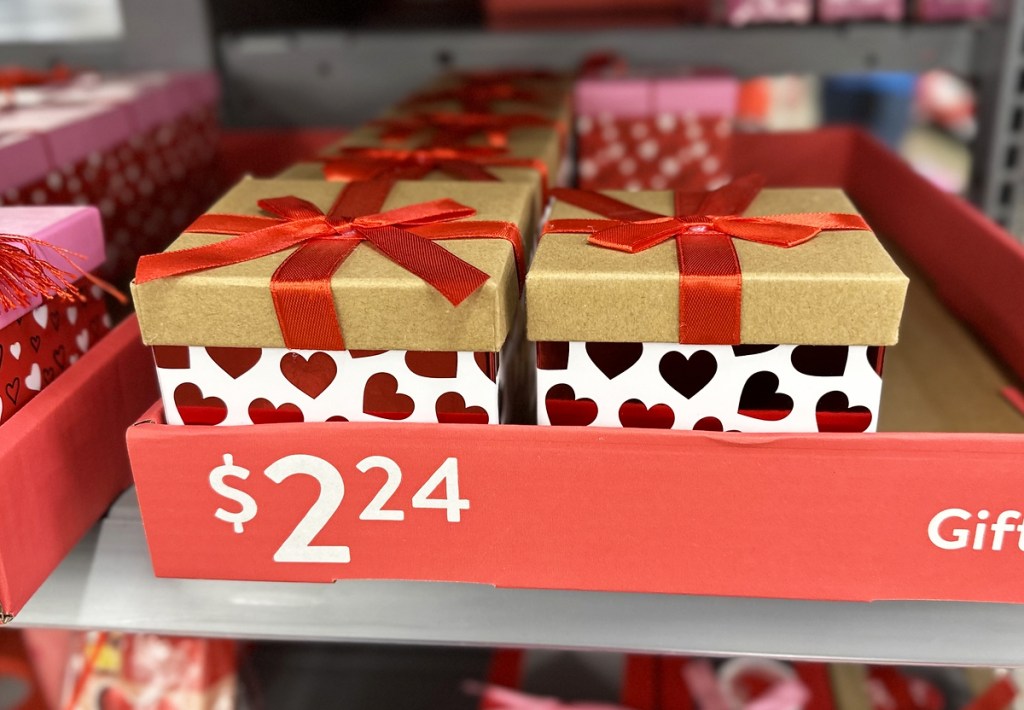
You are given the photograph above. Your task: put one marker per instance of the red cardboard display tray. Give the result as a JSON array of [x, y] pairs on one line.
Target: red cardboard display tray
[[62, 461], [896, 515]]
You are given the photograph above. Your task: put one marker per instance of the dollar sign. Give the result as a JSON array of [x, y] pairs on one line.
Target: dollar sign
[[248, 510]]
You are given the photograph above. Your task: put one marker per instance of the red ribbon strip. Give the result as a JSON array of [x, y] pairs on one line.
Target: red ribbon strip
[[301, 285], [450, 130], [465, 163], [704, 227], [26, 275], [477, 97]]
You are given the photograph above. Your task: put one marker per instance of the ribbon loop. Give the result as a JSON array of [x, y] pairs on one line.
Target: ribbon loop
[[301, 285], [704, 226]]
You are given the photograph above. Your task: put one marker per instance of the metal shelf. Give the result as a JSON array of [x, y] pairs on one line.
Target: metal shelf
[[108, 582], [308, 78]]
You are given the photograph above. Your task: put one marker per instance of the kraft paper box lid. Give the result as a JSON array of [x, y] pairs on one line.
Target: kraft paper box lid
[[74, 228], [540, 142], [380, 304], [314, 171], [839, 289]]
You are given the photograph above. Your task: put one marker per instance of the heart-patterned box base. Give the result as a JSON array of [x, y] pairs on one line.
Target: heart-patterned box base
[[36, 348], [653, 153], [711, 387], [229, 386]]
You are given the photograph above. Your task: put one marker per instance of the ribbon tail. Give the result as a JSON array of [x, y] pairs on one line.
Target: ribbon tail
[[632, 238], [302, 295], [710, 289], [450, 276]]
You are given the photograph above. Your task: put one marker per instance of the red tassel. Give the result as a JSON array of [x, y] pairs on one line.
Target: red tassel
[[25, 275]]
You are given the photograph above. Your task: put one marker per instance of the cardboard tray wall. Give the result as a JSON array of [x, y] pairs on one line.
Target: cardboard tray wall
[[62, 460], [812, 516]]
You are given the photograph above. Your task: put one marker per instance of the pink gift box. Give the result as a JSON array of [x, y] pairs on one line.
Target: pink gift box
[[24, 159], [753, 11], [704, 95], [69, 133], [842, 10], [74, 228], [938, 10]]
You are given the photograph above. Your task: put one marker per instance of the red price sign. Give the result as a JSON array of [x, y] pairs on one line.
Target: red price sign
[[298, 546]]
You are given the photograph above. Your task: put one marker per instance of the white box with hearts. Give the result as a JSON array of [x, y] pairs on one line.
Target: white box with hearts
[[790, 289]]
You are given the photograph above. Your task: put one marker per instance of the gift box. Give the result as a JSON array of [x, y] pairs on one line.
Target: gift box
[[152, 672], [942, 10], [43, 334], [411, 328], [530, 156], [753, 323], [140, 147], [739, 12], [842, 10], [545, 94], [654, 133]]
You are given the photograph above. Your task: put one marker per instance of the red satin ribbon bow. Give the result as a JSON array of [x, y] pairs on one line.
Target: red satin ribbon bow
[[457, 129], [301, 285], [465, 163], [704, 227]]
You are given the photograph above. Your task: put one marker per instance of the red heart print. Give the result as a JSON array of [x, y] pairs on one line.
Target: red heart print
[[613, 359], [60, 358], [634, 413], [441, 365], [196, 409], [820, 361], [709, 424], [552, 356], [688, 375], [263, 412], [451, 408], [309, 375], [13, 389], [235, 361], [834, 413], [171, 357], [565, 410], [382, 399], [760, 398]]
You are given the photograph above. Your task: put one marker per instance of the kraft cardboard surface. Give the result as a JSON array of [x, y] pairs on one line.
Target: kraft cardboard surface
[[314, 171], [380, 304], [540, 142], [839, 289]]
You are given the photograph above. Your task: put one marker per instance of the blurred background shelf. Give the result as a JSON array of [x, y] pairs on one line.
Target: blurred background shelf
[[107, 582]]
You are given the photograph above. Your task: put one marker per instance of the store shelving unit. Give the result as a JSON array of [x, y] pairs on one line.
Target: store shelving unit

§ PROBLEM TO SOLVE
Could you rewrite all the records above with "photograph" changed to "image" and nothing else altered, leaving the pictures out of your answer?

§ SOLUTION TO THE EXERCISE
You are given the image above. Your task: put one marker per instance of the red cardboard display tray. Give the result as a JSON array of [x, y] pairs on one line.
Target: red cardboard display tray
[[62, 461], [896, 515]]
You are given the image above. Your task: put one marker per instance of the dollar sign. Give the result as a JSON array of [x, y] pairs on one line.
Target: dollar sign
[[248, 510]]
You are given the image above. Your task: put one marker per instance of the red ribbon strip. Give the result as a JSON array of [x, y] pairs on one line.
Target: red ribbon strip
[[301, 285], [450, 130], [465, 163], [704, 227], [26, 275], [477, 97]]
You are given the image above. Your task: put one marker per instance of the ribbon loop. Give the result as a JSON array of [x, y] pairs on one line.
Target: ribbon loop
[[301, 285], [704, 226]]
You are given the image above. Your task: put one marker per instance of the metal shelf. Give the result as a JSON array of [x, y] pairs on one line.
Target: metal shelf
[[108, 582], [308, 78]]
You are given the image above. Your task: put one marker per instance of the kraft paper box lid. Give the result as a JSON array of [x, y] pairs on one line.
Target: kraft paper box lid
[[74, 228], [540, 142], [380, 304], [314, 171], [839, 289]]
You are given the image above. Your task: put one marker per instance of the heart-patterned box base. Give the result as a JSON array of [x, y] pairs on one line.
Target: heart-patterned box base
[[36, 348], [653, 153], [711, 387], [229, 386]]
You are given the image above. Your task: put one marker per instance of the ribbon tail. Give the result as a JSON array of [x, y] pairs on one line.
Target: ribbon tail
[[632, 238], [302, 295], [710, 289], [450, 276]]
You are given the image above. Your task: put one marker per instance of the red tassel. Give the result as a JSON array of [x, y] pairs on one line.
Target: red tassel
[[25, 275]]
You are given the image above. Your task: put one marker per instance of the cardboard tray wall. Give the result as a JSON array of [x, y] pairs on one line.
Target: cardboard tray wall
[[62, 460], [812, 516]]
You are given the image above. Your task: put one marker per instance of the pink gift box. Give the result as a JSON array of [x, y] pairs on one line.
Target: pink gift box
[[24, 159], [753, 11], [704, 95], [69, 133], [842, 10], [74, 228], [938, 10]]
You are given the image above. Your task: put one marker per instance of the red price sign. Give the result as a JSON array of [x, y] pairs on one line.
Target: red price sign
[[298, 546]]
You are given the image above. Your task: put one marker per instance of the white box with hearts. Give the result as a JSON array of [x, y] pairs on one line.
Target: white box with hearts
[[790, 289]]
You are given the image above. Your task: put one marker per instance of the gift box. Give the result as a JSON array of [x, y] pairs on one line.
Target: gift box
[[152, 672], [942, 10], [43, 334], [411, 328], [530, 156], [753, 323], [140, 147], [739, 12], [842, 10], [545, 94], [654, 133]]
You are given the image above. Your task: put one marker per instance of the red satin ribbon bow. Give the result as a JSON array of [x, y] pairs on one line.
Target: red satin ribbon bow
[[457, 129], [301, 285], [465, 163], [704, 227]]
You are given the image above. Your task: put one marker per instance of the red heart print. Give the result as a JSON array of [x, y] pairs on one line.
Target: red heart print
[[613, 359], [60, 358], [634, 413], [441, 365], [196, 409], [820, 361], [709, 424], [552, 356], [688, 375], [263, 412], [451, 408], [309, 375], [13, 389], [235, 361], [834, 413], [171, 357], [565, 410], [382, 399], [760, 398]]
You are given the image above. Your task: put one marker per instance of the kraft cardboard surface. Give the result as a JSON array of [x, y] pairs on one line.
Target: kraft cardboard surface
[[314, 171], [380, 304], [540, 142], [839, 289]]
You are given the image above. Your task: put one marker per instance of the blurred background shelf. Give the result as a JSON array of [x, y] pairs on one line.
Target: blurred background shelf
[[107, 582]]
You are given the image above. Your task: put one marker per instance of the store shelving unit. Give the result as a JSON array of [x, y] pairs on one line.
Target: store shelving unit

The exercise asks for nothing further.